_TEXTO FORNECIDO:_
########

Jornal Estado de Minas

Tudo que você queria saber sobre depressão e ninguém te contou

Renan Cola 
Psicanalista  
 
“Não é só uma tristezinha!” A doença neuropsicológica chamada popularmente de depressão é a principal causa de incapacidade no mundo, atingindo 300 milhões de pessoas. Ainda, de acordo com estatísticas recentes da Organização Mundial da Saúde (OMS), quando comparado aos demais países da América Latina, o Brasil lidera, com 5,8% de sua população deprimida.





Entretanto, será que todo mundo sabe o que causa a patologia? Para a psicanálise, ciência que estuda os fenômenos inconscientes da mente humana, a depressão vai muito além do simples estado cinzento de ver a vida. Na visão de Freud e companhia limitada, tudo começa quando o aparelho psíquico de uma determinada pessoa, por algum motivo, entra em processo de cisão.

Nesta quebra, sequela bem comum nos grandes episódios traumáticos, como, por exemplo, na perda de um familiar querido, o psiquismo se divide em múltiplos pedaços. Muitos deles, por conta das emoções negativas que causam ao portador da enfermidade, são jogados para fora da psique, dando origem à sensação de perseguição que é facilmente observada na paranoia.

Já outros permanecem, mesmo que fragmentados, presos dentro do psiquismo, iniciando um ataque autodirigido em direção às partes que ainda permanecem unificadas. É por este motivo que o depressivo se martiriza tanto. Afinal, dentro dele existe uma luta constante: a parte boa, tentando salvar a homeostase orgânica e mental, e a ruim, castigando-o pelas suas ações.

########

Descrições de regiões em linguagem natural:

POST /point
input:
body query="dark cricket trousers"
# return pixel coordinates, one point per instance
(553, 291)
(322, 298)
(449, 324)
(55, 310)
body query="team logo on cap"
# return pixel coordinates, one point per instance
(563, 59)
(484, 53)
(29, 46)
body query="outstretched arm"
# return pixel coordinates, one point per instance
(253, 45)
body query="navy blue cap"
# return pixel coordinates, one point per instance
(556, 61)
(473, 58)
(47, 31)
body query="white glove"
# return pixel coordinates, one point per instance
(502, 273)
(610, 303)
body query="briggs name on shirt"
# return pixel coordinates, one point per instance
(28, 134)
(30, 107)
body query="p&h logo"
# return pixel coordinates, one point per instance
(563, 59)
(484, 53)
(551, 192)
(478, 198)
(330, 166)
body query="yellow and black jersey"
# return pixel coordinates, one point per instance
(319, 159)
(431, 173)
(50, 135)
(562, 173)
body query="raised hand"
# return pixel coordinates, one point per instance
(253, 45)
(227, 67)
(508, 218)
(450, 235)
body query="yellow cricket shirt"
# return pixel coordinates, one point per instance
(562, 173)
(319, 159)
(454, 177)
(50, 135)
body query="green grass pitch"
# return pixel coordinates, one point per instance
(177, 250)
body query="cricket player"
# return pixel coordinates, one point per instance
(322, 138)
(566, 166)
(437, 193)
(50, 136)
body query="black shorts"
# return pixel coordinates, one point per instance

########

_INSTRUÇÕES:_
**A)** De acordo com o texto sobre depressão, que porcentagem da população brasileira está deprimida, segundo a OMS?
**B)** Reproduza fielmente o trecho do texto sobre depressão que vai desde "Nesta quebra, sequela" até "observada na paranoia.".
Os registros constituem um material à parte, independente do texto.

_RESPOSTAS DO EXERCÍCIO:_
**A)** Segundo a OMS, 5,8% da população brasileira está deprimida.

**B)**
Nesta quebra, sequela bem comum nos grandes episódios traumáticos, como, por exemplo, na perda de um familiar querido, o psiquismo se divide em múltiplos pedaços. Muitos deles, por conta das emoções negativas que causam ao portador da enfermidade, são jogados para fora da psique, dando origem à sensação de perseguição que é facilmente observada na paranoia.